Problem details =>
Copy the records from the line containing "Verification request: locate any bundled" through the line containing "xmin=56 ymin=0 xmax=413 ymax=309", replacing "Verification request" with "Labeling request" and changing nothing else. Give only those lines.

Working data =>
-- BEGIN --

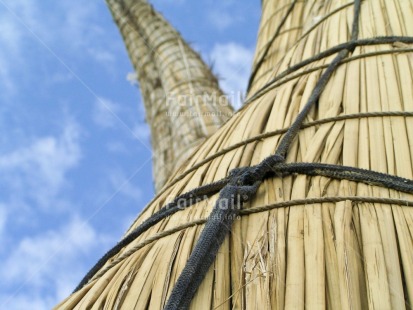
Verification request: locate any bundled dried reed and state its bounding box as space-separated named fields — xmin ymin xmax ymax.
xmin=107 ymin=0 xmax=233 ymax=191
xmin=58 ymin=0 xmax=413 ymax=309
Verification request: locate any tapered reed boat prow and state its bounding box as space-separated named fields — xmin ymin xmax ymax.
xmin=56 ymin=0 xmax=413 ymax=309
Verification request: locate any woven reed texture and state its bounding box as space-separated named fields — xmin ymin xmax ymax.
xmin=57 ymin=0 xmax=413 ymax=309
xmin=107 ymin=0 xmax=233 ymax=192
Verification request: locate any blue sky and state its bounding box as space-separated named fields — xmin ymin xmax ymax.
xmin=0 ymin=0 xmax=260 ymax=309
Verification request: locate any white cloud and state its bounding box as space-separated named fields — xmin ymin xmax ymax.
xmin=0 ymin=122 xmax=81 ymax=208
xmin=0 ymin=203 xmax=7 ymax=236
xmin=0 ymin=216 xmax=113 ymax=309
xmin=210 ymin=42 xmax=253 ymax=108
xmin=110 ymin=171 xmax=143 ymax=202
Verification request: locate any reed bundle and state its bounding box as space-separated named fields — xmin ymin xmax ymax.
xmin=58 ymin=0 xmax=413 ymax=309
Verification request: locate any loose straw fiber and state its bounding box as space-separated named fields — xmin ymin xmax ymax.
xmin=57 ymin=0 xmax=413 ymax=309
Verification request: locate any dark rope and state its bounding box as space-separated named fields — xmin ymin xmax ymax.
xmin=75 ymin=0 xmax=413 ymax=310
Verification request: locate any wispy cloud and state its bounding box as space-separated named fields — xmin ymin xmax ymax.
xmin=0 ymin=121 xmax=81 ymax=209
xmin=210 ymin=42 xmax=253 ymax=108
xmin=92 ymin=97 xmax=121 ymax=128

-- END --
-- BEGIN --

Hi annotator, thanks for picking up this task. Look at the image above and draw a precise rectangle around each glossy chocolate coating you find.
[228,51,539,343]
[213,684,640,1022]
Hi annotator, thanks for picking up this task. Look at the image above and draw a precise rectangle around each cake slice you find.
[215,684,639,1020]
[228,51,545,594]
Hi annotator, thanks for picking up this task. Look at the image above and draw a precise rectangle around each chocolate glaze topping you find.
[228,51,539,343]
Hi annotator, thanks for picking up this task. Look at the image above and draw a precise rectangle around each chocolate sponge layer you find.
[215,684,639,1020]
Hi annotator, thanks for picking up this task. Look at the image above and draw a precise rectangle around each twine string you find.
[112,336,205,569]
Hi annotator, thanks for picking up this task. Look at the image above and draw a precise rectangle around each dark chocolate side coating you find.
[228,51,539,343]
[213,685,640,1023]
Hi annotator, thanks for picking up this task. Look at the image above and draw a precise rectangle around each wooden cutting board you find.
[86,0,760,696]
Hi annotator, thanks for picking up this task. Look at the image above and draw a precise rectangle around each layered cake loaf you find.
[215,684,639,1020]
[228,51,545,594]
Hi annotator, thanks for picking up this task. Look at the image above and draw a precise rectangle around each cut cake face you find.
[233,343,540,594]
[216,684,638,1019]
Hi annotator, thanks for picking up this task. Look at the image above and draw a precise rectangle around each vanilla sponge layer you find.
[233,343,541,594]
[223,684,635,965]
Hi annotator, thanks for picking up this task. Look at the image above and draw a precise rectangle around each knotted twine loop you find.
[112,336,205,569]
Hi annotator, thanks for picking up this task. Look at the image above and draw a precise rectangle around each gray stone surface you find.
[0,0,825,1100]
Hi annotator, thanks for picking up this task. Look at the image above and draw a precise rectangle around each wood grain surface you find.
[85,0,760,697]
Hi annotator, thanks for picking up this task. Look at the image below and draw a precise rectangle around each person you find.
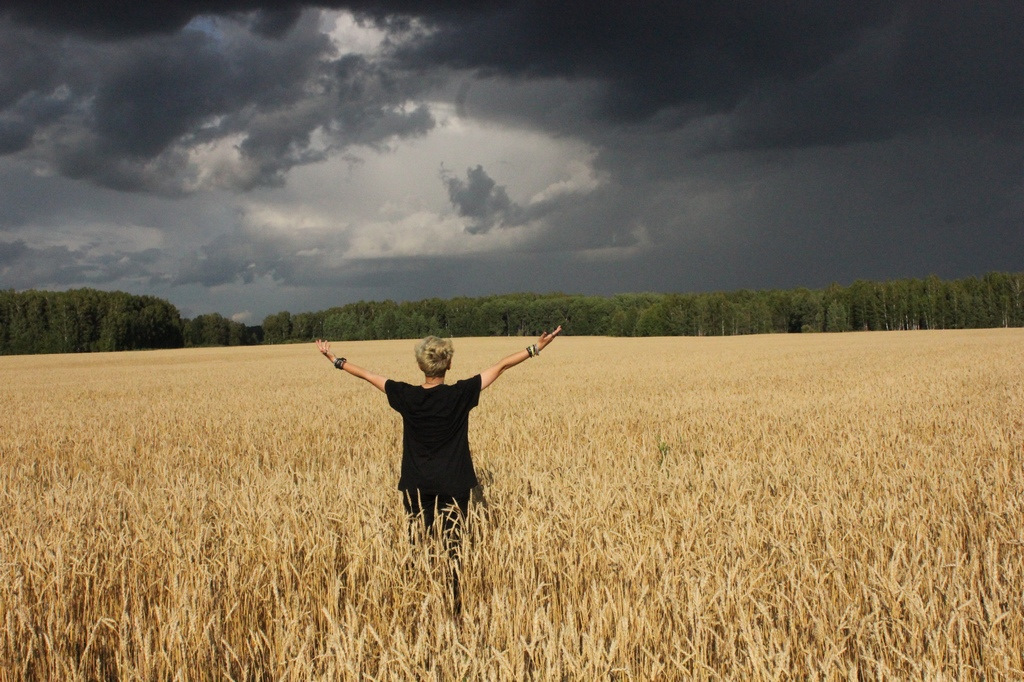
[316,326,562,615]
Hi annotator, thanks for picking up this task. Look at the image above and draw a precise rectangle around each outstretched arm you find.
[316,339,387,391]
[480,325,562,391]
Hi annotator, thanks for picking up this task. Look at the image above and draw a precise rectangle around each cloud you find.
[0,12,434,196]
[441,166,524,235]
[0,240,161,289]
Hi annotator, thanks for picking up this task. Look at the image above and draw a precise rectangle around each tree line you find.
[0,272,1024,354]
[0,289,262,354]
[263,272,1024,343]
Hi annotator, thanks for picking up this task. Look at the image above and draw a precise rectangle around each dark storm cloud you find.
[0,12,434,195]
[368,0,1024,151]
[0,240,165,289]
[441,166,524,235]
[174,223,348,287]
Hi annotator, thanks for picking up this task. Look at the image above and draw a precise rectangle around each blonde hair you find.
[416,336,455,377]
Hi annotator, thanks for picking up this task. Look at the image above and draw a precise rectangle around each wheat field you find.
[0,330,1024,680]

-- END --
-- BEGIN --

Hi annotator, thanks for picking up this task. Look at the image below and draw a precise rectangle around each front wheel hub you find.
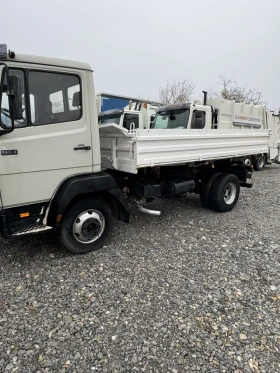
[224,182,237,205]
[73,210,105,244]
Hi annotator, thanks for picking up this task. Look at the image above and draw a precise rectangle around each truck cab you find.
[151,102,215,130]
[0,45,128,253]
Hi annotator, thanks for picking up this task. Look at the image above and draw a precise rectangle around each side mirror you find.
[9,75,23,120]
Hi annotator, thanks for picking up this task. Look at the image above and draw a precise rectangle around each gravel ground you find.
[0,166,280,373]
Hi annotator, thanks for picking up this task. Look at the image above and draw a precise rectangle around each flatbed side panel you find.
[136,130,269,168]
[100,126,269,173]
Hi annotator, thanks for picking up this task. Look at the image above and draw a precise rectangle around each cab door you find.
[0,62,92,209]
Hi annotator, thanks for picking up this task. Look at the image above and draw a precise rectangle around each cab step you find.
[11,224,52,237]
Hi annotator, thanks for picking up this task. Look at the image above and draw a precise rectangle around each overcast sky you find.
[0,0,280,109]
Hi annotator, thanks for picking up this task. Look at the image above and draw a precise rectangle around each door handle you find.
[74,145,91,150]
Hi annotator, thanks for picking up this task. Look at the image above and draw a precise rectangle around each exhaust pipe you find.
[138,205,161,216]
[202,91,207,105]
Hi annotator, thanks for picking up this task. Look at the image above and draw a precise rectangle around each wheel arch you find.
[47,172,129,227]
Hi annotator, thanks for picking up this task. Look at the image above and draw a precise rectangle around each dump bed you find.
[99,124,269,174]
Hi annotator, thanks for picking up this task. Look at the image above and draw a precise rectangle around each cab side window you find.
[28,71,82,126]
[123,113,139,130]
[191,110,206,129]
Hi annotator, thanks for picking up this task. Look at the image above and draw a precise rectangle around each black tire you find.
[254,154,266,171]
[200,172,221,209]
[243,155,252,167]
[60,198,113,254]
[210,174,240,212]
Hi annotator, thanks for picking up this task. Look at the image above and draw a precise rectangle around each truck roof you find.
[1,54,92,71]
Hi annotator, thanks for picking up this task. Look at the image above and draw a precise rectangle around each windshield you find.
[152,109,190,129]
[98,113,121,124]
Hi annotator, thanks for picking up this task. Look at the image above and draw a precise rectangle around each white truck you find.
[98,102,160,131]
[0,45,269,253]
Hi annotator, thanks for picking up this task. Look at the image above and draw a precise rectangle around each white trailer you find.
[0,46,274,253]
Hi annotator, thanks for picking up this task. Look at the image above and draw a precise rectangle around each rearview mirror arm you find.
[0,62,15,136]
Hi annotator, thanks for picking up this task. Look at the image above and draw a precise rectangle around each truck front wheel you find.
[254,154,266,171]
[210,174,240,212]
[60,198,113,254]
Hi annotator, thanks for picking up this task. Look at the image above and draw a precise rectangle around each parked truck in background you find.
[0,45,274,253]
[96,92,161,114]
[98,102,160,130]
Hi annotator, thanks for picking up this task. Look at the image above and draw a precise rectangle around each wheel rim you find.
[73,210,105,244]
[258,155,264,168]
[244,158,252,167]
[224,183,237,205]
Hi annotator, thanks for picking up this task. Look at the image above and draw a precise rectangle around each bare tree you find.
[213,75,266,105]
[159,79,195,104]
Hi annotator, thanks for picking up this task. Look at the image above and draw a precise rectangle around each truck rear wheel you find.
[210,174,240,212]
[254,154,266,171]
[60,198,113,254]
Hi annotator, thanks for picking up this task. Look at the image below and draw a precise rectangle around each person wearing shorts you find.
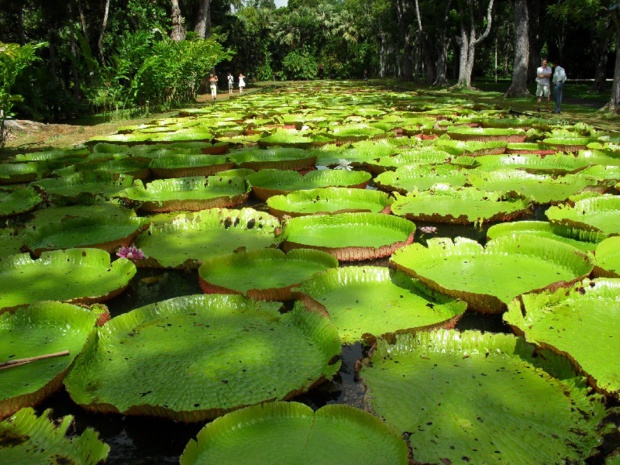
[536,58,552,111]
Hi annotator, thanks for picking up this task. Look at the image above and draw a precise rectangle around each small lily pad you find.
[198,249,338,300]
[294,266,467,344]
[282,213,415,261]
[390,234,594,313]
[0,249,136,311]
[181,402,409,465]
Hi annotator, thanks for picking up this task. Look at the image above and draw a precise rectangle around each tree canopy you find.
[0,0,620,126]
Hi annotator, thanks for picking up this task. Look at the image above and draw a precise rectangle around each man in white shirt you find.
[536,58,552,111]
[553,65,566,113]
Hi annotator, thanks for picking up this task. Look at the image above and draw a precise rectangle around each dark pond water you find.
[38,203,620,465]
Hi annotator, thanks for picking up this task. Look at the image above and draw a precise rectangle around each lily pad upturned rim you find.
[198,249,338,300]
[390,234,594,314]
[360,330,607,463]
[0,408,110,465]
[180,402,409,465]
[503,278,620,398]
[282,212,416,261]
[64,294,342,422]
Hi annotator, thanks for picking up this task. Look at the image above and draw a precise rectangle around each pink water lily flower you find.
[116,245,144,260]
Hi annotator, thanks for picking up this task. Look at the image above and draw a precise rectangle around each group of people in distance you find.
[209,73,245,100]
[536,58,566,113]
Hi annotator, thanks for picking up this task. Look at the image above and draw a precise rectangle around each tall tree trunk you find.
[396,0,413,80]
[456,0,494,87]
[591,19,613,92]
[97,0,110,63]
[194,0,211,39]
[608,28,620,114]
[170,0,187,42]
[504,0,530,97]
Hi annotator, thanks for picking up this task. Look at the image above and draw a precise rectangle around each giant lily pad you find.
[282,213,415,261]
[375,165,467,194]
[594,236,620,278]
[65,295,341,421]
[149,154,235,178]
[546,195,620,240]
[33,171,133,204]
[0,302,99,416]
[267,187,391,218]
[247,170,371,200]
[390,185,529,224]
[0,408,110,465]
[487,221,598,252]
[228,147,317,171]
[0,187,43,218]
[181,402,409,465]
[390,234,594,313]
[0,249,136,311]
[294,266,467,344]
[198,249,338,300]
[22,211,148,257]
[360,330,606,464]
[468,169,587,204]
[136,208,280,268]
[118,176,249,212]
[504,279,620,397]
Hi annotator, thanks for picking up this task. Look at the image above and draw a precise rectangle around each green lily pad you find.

-- END --

Correct output =>
Labeling request: locate any bundled dried reed and state its bounding box as space-separated named fields — xmin ymin xmax ymax.
xmin=107 ymin=0 xmax=233 ymax=191
xmin=58 ymin=0 xmax=413 ymax=309
Labeling request: locate any tapered reed boat prow and state its bounding box as space-separated named fields — xmin ymin xmax ymax.
xmin=56 ymin=0 xmax=413 ymax=309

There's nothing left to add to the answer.